Questions →
**1)** Reproduce the passage about Complete Genomics word for word, starting with "The effectiveness of" and going on through "by other organizations.".
**2)** According to the passage about Complete Genomics, how many complete, deeply sequenced human genomes had the company delivered to customers to date?
**3)** Write the next part of the passage about Complete Genomics, picking up after its final sentence.
==== Exercise text
Complete Genomics performs whole human genome sequencing using proprietary biochemistry based on DNA nanoball arrays and combinatorial probe-anchor ligation sequencing. As these methods1 produce reads with unique characteristics, Complete Genomics has developed new methods that call single nucleotide polymorphisms (SNPs), short substitutions and insertions/deletions.
"The methods described in this paper produce very accurate variant calls," said Dr. Clifford Reid, chairman, president and CEO of Complete Genomics. "The algorithms described in this paper have been used for all of our 69 genome public data repository and the more than 3,800 complete, deeply sequenced human genomes we have delivered to customers to date." Access to Complete Genomics' genome data repository is provided free of charge at http://www.completegenomics.com/sequence-data/download-data/.
The effectiveness of the company's sequencing and bioinformatics approach is borne out in customer research papers where its data has been used to investigate lung cancer2, Miller syndrome3, craniosynostosis4 and hypercholesterolemia5 and published in Science, Nature, The American Journal of Human Genetics and Human Molecular Genetics, respectively. It is also compared positively with another sequencing technology in the December issue of Nature Biotechnology6.
Complete Genomics' approach employs a local de novo assembly process, which uses a combination of Bayesian analysis and graph-based techniques, for each variation. This de novo assembly approach, which was pioneered by Complete Genomics, has since been adopted by other organizations.
========
==== Data
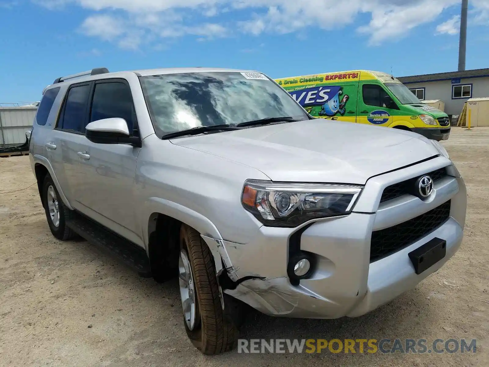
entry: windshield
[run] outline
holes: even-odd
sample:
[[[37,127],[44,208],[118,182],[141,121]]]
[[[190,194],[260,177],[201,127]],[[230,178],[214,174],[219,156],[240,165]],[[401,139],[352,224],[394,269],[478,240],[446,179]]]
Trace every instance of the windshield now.
[[[156,134],[269,117],[309,118],[290,95],[263,74],[191,72],[140,77]]]
[[[400,83],[386,83],[385,85],[403,105],[421,103],[418,97],[404,84]]]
========
Answers per task →
**1)**
The effectiveness of the company's sequencing and bioinformatics approach is borne out in customer research papers where its data has been used to investigate lung cancer2, Miller syndrome3, craniosynostosis4 and hypercholesterolemia5 and published in Science, Nature, The American Journal of Human Genetics and Human Molecular Genetics, respectively. It is also compared positively with another sequencing technology in the December issue of Nature Biotechnology6.
Complete Genomics' approach employs a local de novo assembly process, which uses a combination of Bayesian analysis and graph-based techniques, for each variation. This de novo assembly approach, which was pioneered by Complete Genomics, has since been adopted by other organizations.

**2)** More than 3,800.

**3)**
The company's assembly approach allows it to call both alleles at a position independently. This enables Complete Genomics to make complex calls in cases where both alleles differ from the reference. Furthermore, its algorithms are particularly adept at detecting variants that are located close to each other. Complete Genomics' technology is also capable of detecting previously unknown indels, whereas some other approaches can only check whether a known indel is present. This additional insight is included in the rich variant reports that Complete Genomics delivers to its customers. These reports also include copy number variations (CNVs), structural variations (SVs), transposable element insertions, and a comparison of tumor and normal samples if applicable. The comprehensiveness of the standard data reports provided reduces researchers' data analysis burden when working with Complete Genomics data.
Complete Genomics continues to refine its methods, making improvements in the quality and cost of data it produces to enable large-scale disease and cancer studies in the translational research market. "I'm always looking for ways to optimize our algorithms so that they run faster and produce more accurate output," said Bruce Martin, senior vice president of product development. "As a result, Complete Genomics can now map and assemble a genome in less than a day with very high sensitivity and specificity."